_TASK BRIEF_
Turn every line of the records below into a numbered list, leaving out any blank lines.

(Data entries)
▬▬▬

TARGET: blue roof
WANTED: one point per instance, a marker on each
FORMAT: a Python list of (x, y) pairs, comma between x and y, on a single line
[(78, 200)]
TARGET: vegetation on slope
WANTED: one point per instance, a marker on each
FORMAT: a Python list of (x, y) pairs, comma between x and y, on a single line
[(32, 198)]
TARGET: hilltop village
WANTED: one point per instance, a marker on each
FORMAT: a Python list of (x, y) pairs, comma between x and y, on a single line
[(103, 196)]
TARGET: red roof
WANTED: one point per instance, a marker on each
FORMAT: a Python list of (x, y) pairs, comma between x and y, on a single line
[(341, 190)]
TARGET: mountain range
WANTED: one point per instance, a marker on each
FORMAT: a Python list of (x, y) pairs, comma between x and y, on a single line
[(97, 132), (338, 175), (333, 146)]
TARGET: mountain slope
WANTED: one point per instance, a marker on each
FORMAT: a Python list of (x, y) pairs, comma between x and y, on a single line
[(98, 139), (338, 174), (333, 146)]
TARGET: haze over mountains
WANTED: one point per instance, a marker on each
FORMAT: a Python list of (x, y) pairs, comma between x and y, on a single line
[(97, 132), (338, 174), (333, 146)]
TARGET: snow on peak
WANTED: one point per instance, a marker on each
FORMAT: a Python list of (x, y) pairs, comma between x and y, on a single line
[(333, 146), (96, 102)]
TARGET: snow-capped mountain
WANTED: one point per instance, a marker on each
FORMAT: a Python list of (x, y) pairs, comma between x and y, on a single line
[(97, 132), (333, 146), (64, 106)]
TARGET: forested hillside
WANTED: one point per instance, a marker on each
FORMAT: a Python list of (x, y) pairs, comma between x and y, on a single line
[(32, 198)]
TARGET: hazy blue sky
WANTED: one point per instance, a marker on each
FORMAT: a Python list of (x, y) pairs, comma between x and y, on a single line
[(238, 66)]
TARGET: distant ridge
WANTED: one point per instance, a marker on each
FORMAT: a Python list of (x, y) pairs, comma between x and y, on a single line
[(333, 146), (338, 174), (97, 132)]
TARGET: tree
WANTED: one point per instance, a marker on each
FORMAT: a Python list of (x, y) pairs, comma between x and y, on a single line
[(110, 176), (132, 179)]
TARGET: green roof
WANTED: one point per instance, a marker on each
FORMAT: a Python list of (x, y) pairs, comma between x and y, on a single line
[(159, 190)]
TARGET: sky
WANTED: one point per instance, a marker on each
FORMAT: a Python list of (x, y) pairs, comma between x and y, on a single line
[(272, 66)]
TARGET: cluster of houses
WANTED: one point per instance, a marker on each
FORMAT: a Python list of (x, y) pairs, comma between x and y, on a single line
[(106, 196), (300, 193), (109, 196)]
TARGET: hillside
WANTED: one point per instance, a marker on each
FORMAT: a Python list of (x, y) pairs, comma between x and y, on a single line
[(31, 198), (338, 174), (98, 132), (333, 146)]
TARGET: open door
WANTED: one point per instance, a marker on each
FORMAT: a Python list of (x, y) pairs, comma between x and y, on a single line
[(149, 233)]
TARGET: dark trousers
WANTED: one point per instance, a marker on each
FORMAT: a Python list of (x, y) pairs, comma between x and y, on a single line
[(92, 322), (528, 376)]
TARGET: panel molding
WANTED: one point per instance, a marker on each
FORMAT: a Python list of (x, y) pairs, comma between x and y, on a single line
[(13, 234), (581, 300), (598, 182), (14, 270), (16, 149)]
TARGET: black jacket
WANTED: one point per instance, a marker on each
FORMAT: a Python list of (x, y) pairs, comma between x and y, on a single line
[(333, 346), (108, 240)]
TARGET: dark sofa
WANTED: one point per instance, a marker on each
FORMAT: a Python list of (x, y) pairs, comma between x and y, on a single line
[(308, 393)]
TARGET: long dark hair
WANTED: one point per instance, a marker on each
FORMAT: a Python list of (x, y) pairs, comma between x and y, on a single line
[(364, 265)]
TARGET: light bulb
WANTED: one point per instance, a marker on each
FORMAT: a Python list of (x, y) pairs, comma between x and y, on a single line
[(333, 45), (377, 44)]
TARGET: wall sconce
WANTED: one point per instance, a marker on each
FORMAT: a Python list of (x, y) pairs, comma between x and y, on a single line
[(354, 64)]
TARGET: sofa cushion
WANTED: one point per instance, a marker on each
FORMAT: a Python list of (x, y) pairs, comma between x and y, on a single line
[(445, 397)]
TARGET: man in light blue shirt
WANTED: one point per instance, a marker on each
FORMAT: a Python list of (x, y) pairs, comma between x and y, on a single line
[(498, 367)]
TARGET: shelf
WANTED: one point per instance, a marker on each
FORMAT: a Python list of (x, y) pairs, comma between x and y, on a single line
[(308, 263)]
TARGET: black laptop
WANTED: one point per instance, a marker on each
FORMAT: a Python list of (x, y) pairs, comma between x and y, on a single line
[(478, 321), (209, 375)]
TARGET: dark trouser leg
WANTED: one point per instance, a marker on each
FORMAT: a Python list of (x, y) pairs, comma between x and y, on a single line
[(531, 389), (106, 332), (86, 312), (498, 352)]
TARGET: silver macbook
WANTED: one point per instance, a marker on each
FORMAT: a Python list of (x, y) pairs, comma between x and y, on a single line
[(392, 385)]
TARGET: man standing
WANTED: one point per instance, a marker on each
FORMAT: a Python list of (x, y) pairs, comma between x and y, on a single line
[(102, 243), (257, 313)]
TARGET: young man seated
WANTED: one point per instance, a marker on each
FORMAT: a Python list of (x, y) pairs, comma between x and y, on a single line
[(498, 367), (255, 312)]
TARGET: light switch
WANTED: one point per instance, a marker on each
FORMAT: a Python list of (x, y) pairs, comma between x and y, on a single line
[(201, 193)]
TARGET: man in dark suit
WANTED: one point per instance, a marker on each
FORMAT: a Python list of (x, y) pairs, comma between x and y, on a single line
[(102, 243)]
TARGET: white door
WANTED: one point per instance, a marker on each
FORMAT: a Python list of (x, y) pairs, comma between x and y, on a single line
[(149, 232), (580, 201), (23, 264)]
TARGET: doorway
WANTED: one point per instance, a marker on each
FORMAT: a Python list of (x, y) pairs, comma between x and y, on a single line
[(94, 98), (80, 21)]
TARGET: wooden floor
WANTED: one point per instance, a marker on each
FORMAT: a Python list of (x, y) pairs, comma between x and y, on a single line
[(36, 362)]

▬▬▬

_FULL SOLUTION_
1. TARGET: blue roof
2. WANTED: one point per instance, a marker on each
3. FORMAT: a Python list of (x, y) pairs, comma between x and y, on a single line
4. [(78, 200)]
5. TARGET: vegetation on slope
6. WANTED: one point per instance, a marker on each
7. FORMAT: a Python list of (x, y) pairs, comma between x and y, on a single line
8. [(32, 198)]
9. TARGET: hilltop village
10. WANTED: one point per instance, a marker on each
11. FORMAT: a Python list of (x, y) pairs, comma between x and y, on a single line
12. [(103, 196)]
13. TARGET: red roof
14. WANTED: one point per instance, a marker on each
15. FORMAT: a Python list of (x, y) pairs, comma between x and y, on a single line
16. [(341, 190)]
17. TARGET: mountain range
18. WANTED: one point per instance, a marker on each
19. FORMAT: a Python list of (x, y) pairs, comma between x and y, on a single line
20. [(97, 132), (338, 175), (333, 146)]
21. TARGET: mountain slope
22. WANTED: one point per instance, a marker on each
23. FORMAT: a Python list of (x, y) pairs, comma between x and y, on a single line
24. [(98, 139), (338, 174), (333, 146)]
25. TARGET: haze over mountains
26. WANTED: one point per instance, a marker on each
27. FORMAT: a Python list of (x, y) pairs, comma between x and y, on a single line
28. [(97, 132), (338, 174), (333, 146)]
29. TARGET: snow on peak
30. WANTED: one point per instance, a marker on each
31. FORMAT: a Python list of (x, y) pairs, comma between x and y, on a single line
32. [(333, 146), (96, 102)]
33. TARGET: snow-capped mountain
34. WANTED: one point per instance, a marker on each
35. FORMAT: a Python list of (x, y) pairs, comma between x and y, on a single line
36. [(97, 132), (333, 146), (64, 106)]
37. TARGET: forested hillside
38. WANTED: one point per instance, a marker on each
39. FORMAT: a Python list of (x, y) pairs, comma between x and y, on a single line
40. [(32, 198)]
41. TARGET: hazy blue sky
42. WANTED: one point per instance, a marker on each
43. FORMAT: a Python list of (x, y) pairs, comma between x and y, on a single line
44. [(238, 66)]
45. TARGET: distant ridge
46. WANTED: one point per instance, a marker on each
47. FORMAT: a Python list of (x, y) pairs, comma between x and y, on a single line
48. [(333, 146), (338, 174), (97, 132)]
49. TARGET: tree
50. WANTED: one point per instance, a marker on each
51. FORMAT: a Python list of (x, y) pairs, comma between x and y, on a single line
52. [(110, 176), (132, 179)]
53. TARGET: green roof
54. WANTED: one point per instance, a marker on each
55. FORMAT: a Python list of (x, y) pairs, comma between x and y, on a single line
56. [(159, 190)]
57. TARGET: sky
58. WANTED: one point per instance, a marker on each
59. FORMAT: a Python list of (x, y) pairs, comma between x and y, on a single line
60. [(272, 66)]
61. TARGET: cluster of houses
62. WANTED: one point per instance, a marker on each
63. FORMAT: a Python list of (x, y) pairs, comma between x and y, on a single line
64. [(106, 196), (300, 193), (109, 196)]
65. TARGET: hillside
66. WANTED: one point per instance, a marker on each
67. FORMAT: a Python list of (x, y) pairs, comma between x and y, on a single line
68. [(31, 198), (338, 174), (98, 132), (333, 146)]
69. TARGET: open door
70. WANTED: one point per instance, a marker on each
71. FORMAT: a Python list of (x, y) pairs, comma between x and y, on a single line
72. [(149, 233)]
73. TARGET: dark trousers
74. WANTED: one point per instance, a marker on each
75. FORMAT: a Python list of (x, y) pairs, comma between x and y, on a single line
76. [(92, 322), (528, 376)]
77. TARGET: panel molding
78. WANTED: one point per instance, a marker on each
79. FORMAT: a Python list of (x, y) pairs, comma between x and y, on a single line
80. [(13, 234), (581, 300), (598, 182), (14, 270), (16, 149)]
81. TARGET: black jacket
82. WANTED: one point per instance, a marker on each
83. FORMAT: a Python list of (x, y) pairs, comma between x and y, on a single line
84. [(333, 346), (108, 240)]
85. TARGET: dark sofa
86. WANTED: one point per instance, a marker on each
87. FORMAT: a Python list of (x, y) pairs, comma between x and y, on a single line
88. [(308, 393)]
89. TARGET: long dark hair
90. WANTED: one point per instance, a marker on each
91. FORMAT: a Python list of (x, y) pairs, comma between x and y, on a single line
92. [(364, 265)]
93. TARGET: light bulb
94. WANTED: one point per instance, a marker on each
95. FORMAT: a Python list of (x, y) pairs, comma between x and y, on a single line
96. [(333, 45), (377, 44)]
97. TARGET: wall sconce
98. WANTED: one point per instance, a marker on each
99. FORMAT: a Python list of (x, y) pairs, comma between x and y, on a single line
100. [(354, 64)]
101. TARGET: sofa cushion
102. WANTED: one point per instance, a marker on each
103. FORMAT: a Python list of (x, y) pairs, comma between x and y, on a single line
104. [(445, 397)]
105. TARGET: man in light blue shirt
106. WANTED: one point per instance, a marker on each
107. FORMAT: a Python list of (x, y) pairs, comma between x and y, on a single line
108. [(498, 367)]
109. TARGET: shelf
110. WANTED: one point per instance, a marker on each
111. FORMAT: a Python list of (x, y) pairs, comma between x and y, on a single line
112. [(308, 263)]
113. TARGET: black laptop
114. WANTED: one point per instance, a marker on each
115. FORMAT: a Python list of (x, y) pairs, comma between x and y, on a single line
116. [(478, 321), (209, 375)]
117. TARGET: dark trouser leg
118. WANTED: one point per instance, a marker on each
119. FORMAT: a Python list of (x, y) pairs, comma between x and y, on a single line
120. [(531, 389), (106, 332), (86, 312), (498, 352)]
121. TARGET: silver macbook
122. WANTED: one point per instance, a marker on each
123. FORMAT: a Python list of (x, y) pairs, comma between x and y, on a single line
124. [(392, 385)]
125. TARGET: man standing
126. WANTED: one point per instance, a marker on each
127. FORMAT: a Python list of (x, y) pairs, comma between x and y, on a single line
128. [(102, 243), (257, 313)]
129. TARGET: young man seated
130. WANTED: one point per instance, a marker on each
131. FORMAT: a Python list of (x, y) pairs, comma between x and y, on a single line
132. [(498, 367), (255, 312)]
133. TARGET: light switch
134. WANTED: one point per instance, a marker on each
135. FORMAT: a Python list of (x, y) pairs, comma between x and y, on a single line
136. [(201, 193)]
137. TARGET: man in dark suit
138. WANTED: one point per instance, a marker on each
139. FORMAT: a Python list of (x, y) pairs, comma between x and y, on a single line
140. [(102, 243)]
141. TARGET: white door
142. WANTED: one point per instance, a marker on each
143. FORMAT: a Python list of (x, y) pairs, comma between x and y, on a single line
144. [(149, 232), (580, 201), (23, 264)]
145. TARGET: doorway
146. WANTED: one point per instance, a marker on each
147. FORMAT: a Python list of (x, y) pairs, comma between x and y, on a single line
148. [(94, 98), (80, 21)]
149. TARGET: wooden floor
150. WANTED: one point per instance, a marker on each
151. FORMAT: a Python list of (x, y) pairs, comma between x and y, on a single line
152. [(36, 362)]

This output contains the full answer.